■ DESCRIPTION OF THE TASK
Which lines in the records below contain the word "separate"? Return each of them.

■ RECORDS FOR THIS TASK
Segment Open
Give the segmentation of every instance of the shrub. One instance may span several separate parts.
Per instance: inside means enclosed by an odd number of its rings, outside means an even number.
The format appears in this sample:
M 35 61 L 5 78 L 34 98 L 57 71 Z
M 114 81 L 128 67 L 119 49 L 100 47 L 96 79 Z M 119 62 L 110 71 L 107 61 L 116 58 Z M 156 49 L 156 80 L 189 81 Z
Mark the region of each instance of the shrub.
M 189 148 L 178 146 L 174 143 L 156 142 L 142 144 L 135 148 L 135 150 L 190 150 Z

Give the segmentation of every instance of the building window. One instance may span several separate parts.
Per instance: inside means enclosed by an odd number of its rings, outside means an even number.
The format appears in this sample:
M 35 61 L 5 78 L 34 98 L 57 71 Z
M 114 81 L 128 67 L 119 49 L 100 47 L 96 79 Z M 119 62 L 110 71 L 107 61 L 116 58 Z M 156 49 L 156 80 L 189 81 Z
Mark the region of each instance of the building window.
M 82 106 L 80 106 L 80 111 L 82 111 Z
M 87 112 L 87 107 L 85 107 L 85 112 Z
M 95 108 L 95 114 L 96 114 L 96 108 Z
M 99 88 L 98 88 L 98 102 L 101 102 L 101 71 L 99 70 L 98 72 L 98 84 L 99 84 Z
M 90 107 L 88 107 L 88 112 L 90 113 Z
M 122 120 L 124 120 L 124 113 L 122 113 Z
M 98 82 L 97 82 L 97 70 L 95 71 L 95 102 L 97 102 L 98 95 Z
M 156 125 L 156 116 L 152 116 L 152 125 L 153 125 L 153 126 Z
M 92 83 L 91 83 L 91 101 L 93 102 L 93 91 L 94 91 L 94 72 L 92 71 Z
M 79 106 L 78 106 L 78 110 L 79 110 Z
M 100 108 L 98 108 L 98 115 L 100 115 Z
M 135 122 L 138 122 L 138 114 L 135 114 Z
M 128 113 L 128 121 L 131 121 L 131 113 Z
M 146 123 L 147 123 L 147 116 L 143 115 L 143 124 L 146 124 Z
Segment Closed
■ REPLY TO THE TASK
Give the segmentation of every instance of the shrub. One instance may span several separate parts.
Give the segmentation of every instance of the building window. One instance may span several separate parts.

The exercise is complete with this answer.